** Start of EXCERPT TO READ **

The first and second places are taken by Finland and South Korea.

The rankings combine international test results and data such as graduation rates between 2006 and 2010.

Sir Michael Barber, Pearson's chief education adviser, says successful countries give teachers a high status and have a "culture" of education.

International comparisons in education have become increasingly significant - and this latest league table is based upon a series of global test results combined with measures of education systems, such as how many people go on to university.

This composite picture puts the UK in a stronger position than the influential Pisa tests from the Organisation for Economic Co-operation and Development (OECD) - which is also one of the tests included in this ranking.

The weightings for the rankings have been produced for Pearson by the Economist Intelligence Unit.

Global competition

The two education superpowers - Finland and South Korea - are followed by three other high-performing Asian education systems - Hong Kong, Japan and Singapore.


  • Finland
  • South Korea
  • Hong Kong
  • Japan
  • Singapore
  • UK
  • Netherlands
  • New Zealand
  • Switzerland
  • Canada
  • Ireland
  • Denmark
  • Australia
  • Poland
  • Germany
  • Belgium
  • USA
  • Hungary
  • Slovakia
  • Russia

The UK - which is considered as a single system, rather than four devolved administrations - is then ranked at the head of an above-average group including the Netherlands, New Zealand, Canada and Ireland.

These are ahead of a middle-ranking group including the United States, Germany and France.

At the lowest end are Mexico, Brazil and Indonesia.

These comparisons draw upon tests that are taken every three or four years, in areas such as maths, science and literacy - and so present a picture lagging by several years.

But the intention is to provide a more multi-dimensional view of educational achievement - and create a databank which will be updated, in a project that Pearson is calling the Learning Curve.

Looking at education systems that succeed, the study concludes that spending is important, but not as much as having a culture that is supportive of learning.

It says that spending is easier to measure, but the more complex impact of a society's attitude to education can make a big difference.

The success of Asian countries in these rankings reflects the high value attached to education and the expectations of parents. This can continue to be a factor when families migrate to other countries, says the report accompanying the rankings.

Looking at the two top countries - Finland and South Korea - the report says that there are many big differences, but the common factor is a shared social belief in the importance of education and its "underlying moral purpose".

Teacher quality

The report also emphasises the importance of high-quality teachers and the need to find ways to recruit the best staff. This might be about status and professional respect as well as levels of pay.

The rankings show that there is no clear link between higher relative pay and higher performance.

** End of EXCERPT TO READ **

— REQUIRED WORK —
Reproduce verbatim the portion of the excerpt on education rankings that begins with the words containing "The success of" and ends with "and higher performance.". Rely solely on the excerpt on education rankings when completing this work.

** Start of RECORDS SUPPLIED **

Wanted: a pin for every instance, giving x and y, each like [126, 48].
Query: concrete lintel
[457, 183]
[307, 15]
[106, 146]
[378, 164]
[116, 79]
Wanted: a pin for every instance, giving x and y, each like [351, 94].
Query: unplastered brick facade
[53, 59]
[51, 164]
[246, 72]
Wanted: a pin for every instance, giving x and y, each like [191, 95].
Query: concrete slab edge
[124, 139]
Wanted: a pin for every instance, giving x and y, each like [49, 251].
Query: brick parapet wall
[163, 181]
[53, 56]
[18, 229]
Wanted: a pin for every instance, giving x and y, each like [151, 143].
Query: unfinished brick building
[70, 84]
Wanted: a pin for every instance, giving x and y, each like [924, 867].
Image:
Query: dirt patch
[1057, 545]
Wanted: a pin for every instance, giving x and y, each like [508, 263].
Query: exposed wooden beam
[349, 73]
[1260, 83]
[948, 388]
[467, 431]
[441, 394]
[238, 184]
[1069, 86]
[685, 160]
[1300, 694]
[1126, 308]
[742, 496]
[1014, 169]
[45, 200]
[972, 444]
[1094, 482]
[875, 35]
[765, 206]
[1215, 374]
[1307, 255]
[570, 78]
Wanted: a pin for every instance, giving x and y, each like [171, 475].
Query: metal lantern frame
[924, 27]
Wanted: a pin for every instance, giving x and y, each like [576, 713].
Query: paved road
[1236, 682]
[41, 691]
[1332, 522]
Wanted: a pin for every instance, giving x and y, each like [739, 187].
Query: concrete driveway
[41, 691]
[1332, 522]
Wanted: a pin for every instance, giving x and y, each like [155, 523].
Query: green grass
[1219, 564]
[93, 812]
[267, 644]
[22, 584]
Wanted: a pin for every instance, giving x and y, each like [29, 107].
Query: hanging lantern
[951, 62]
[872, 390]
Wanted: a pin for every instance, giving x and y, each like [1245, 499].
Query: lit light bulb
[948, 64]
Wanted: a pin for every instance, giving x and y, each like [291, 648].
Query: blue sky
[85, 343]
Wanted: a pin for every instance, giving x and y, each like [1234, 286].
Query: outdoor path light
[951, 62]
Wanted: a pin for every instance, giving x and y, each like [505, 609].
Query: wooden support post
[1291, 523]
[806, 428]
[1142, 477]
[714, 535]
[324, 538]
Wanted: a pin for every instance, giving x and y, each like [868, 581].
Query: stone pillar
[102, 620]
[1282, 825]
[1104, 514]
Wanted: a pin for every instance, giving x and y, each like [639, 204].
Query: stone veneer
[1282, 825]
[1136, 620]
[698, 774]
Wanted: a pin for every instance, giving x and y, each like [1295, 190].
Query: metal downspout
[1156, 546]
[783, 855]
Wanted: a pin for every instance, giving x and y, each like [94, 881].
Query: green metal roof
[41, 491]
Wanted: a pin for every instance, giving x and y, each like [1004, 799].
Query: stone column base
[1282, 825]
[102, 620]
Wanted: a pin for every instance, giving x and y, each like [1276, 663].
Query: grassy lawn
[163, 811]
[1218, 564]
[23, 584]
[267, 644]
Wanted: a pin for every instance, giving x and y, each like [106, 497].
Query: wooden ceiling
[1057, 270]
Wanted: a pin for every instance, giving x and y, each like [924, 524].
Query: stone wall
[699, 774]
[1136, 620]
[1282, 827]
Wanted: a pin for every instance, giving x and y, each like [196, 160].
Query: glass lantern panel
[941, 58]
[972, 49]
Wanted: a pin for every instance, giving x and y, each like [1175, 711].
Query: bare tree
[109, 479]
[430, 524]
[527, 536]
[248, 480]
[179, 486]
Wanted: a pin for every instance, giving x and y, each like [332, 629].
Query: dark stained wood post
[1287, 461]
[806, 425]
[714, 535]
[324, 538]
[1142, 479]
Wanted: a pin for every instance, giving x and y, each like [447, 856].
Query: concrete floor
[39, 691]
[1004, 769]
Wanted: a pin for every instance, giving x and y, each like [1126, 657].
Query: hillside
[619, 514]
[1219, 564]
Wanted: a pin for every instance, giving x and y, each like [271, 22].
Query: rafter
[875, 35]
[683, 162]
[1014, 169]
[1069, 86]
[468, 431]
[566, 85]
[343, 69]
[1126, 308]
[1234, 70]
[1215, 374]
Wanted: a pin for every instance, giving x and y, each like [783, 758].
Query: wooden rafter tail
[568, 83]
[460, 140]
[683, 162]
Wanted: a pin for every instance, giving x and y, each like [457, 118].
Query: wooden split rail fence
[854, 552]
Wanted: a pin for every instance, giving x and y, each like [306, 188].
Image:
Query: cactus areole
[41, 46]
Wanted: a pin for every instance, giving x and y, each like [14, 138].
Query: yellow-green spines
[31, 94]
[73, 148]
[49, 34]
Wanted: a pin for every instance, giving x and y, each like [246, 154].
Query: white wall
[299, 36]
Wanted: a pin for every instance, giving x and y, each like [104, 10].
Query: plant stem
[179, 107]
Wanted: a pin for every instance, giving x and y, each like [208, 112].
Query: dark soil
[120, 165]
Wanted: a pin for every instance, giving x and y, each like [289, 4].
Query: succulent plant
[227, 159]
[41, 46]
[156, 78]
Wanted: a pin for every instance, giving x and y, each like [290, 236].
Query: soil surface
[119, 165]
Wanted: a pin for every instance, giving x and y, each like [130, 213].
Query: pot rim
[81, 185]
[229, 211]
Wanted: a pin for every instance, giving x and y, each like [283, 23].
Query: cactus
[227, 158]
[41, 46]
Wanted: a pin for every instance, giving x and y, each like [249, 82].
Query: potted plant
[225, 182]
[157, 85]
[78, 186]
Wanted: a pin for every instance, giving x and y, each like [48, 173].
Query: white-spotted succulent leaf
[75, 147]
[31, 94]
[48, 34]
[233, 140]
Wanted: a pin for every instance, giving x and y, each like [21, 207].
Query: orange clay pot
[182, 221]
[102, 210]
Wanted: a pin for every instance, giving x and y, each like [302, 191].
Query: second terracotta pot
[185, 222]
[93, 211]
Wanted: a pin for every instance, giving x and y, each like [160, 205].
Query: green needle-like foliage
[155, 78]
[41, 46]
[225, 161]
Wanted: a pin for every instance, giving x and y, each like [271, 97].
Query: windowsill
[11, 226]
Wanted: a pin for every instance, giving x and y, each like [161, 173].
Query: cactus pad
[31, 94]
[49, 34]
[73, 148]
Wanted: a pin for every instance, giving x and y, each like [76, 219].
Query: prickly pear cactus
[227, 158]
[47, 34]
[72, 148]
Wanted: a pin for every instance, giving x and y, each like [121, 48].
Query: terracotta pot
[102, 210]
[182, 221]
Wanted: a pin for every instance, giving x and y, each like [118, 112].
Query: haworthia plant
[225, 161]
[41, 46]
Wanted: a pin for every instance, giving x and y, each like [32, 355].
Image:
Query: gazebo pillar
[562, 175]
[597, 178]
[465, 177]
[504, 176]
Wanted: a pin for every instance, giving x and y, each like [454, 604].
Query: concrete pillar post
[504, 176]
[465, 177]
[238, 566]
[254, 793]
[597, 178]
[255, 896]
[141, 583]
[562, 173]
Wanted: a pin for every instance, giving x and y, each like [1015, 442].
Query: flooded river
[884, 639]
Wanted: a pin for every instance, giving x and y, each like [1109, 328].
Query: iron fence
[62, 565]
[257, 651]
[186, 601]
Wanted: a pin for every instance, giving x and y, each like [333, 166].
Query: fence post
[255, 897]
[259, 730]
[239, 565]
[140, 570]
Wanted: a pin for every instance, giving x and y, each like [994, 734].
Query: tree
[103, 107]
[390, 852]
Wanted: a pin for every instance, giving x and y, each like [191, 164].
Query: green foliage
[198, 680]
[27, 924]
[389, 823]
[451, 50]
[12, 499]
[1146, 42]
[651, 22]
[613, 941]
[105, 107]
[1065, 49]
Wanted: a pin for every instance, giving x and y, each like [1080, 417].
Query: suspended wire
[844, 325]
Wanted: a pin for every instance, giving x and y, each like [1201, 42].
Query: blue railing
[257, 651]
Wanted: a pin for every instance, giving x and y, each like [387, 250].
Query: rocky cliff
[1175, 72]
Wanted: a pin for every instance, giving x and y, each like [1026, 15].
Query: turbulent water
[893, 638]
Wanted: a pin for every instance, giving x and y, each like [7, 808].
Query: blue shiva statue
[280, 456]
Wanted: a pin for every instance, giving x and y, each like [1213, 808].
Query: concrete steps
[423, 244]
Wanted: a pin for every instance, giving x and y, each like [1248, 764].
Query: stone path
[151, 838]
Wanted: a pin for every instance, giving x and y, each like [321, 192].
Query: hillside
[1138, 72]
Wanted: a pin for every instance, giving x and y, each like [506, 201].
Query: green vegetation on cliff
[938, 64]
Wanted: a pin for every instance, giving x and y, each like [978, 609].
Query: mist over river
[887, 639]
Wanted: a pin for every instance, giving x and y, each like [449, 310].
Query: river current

** End of RECORDS SUPPLIED **

— SOLUTION FOR THIS TASK —
The success of Asian countries in these rankings reflects the high value attached to education and the expectations of parents. This can continue to be a factor when families migrate to other countries, says the report accompanying the rankings.

Looking at the two top countries - Finland and South Korea - the report says that there are many big differences, but the common factor is a shared social belief in the importance of education and its "underlying moral purpose".

Teacher quality

The report also emphasises the importance of high-quality teachers and the need to find ways to recruit the best staff. This might be about status and professional respect as well as levels of pay.

The rankings show that there is no clear link between higher relative pay and higher performance.